Cuplikan Teks |
==============================

Al-Taleb, M.,
Hassawi, D & Abu-Romman, S.
2011. Production of Virus Free Potato Plants Using
Meristem Culture from Cultivars Grown under Jordanian Environment. American-Eurasian J. Agric. &
Environ. Sci., 11 (4): 467-472.
Abstrak:
Kultur
meristem menjadi sarana yang menjanjikan untuk mengeliminasi virus dari tanaman
yang terinfeksi virus dan berhasil diterapkan pada kentang. Sejumlah 70 kentang
( Solanum tuberosum L.) dari masing-masing
3 kultivar yang ditumbuhkan di Jordan diperoleh dari Kementerian Pertanian, diuji
dengan ELISA untuk mendeteksi adanya infeksi virus. Kehadiran infeksi Potato Virus Y (PVY) yaitu 21,4%
(kultivar Spunta), 15,7 % (kultivar Alaska), 12,8 % (kultivar Safrane). Kultur
meristem diaplikasikan pada kentang yang terinfeksi untuk tiga kultivar
tersebut. Hasil perkembangan tunas dan
akar mengindikasikan bahwa medium yang ditambah dengan 0.5 mg/l IBA (indole
butyric acid) menunjukkan pemanjangan akar yang baik sekitar 9,41 cm, jumlah
tunas sekitar 2,6 dan jumlah daun sekitar 15,40. Hasil Elisa untuk planlet yang
diproduksi secara in vitro menunjukkan bahwa planlet bebas virus PVY. Reverse transcription polymerase chain
reaction (RT-PCR) berhasil diamplifikasi gen coat protein (CP) dari virus PVY dalam sampel yang terinfeksi dan
mengkonfirmasi hasil ELISA. Aklimatisasi planlet yang dihasilkan dari tahap
multiplikasi akar atau tunas secara in vitro terungkap bahwa 90 % pada kultivar
Spunta yang mampu bertahan hidup dan 80 % baik pada kultivar Alaska dan Safrane
yang mampu bertahan hidup.

==============================

Data yang Diambil |
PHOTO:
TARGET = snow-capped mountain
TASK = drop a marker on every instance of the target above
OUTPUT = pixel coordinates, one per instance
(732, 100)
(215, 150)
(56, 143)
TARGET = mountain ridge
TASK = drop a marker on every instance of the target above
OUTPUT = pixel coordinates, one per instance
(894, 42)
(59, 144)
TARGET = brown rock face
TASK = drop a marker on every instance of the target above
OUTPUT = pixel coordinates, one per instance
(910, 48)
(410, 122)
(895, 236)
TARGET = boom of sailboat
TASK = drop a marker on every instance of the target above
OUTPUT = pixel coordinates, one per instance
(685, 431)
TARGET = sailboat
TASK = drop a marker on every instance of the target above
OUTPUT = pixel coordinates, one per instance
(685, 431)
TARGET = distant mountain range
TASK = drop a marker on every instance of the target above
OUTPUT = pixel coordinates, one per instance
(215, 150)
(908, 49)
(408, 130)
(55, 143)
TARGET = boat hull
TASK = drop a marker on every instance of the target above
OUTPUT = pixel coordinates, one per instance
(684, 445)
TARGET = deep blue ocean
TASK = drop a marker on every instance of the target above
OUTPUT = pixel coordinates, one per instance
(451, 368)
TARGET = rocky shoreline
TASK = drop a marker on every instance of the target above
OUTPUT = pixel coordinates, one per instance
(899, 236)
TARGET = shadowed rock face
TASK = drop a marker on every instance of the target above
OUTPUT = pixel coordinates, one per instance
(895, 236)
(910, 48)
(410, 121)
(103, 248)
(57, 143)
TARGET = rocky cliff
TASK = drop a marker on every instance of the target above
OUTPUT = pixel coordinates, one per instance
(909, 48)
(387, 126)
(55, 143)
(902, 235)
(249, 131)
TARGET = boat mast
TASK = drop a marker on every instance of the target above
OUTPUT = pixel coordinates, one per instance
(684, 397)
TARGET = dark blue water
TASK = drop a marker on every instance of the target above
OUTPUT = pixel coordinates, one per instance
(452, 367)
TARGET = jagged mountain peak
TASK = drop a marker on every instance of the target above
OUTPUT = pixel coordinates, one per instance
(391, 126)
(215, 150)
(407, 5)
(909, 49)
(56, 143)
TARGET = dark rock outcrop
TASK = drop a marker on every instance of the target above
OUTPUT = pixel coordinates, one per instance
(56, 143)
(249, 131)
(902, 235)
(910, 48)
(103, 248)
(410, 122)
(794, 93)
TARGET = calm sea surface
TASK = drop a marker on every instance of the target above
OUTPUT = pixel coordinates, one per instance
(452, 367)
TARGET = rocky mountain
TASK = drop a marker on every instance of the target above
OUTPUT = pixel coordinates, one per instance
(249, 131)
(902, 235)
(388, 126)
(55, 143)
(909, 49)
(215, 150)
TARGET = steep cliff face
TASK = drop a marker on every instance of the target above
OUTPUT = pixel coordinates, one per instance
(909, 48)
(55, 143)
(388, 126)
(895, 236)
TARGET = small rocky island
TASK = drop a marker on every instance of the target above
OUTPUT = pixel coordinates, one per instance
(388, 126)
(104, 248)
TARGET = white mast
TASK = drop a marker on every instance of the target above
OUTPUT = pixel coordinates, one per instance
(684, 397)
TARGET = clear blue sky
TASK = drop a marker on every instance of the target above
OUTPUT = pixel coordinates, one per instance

==============================

Tujuan Tugas | Dari abstrak tentang kultur meristem kentang, tulis semua kultivar kentang yang diuji beserta persentase infeksi PVY pada tiap kultivar.

Pemecahan Masalah |
- Spunta: 21,4%
- Alaska: 15,7%
- Safrane: 12,8%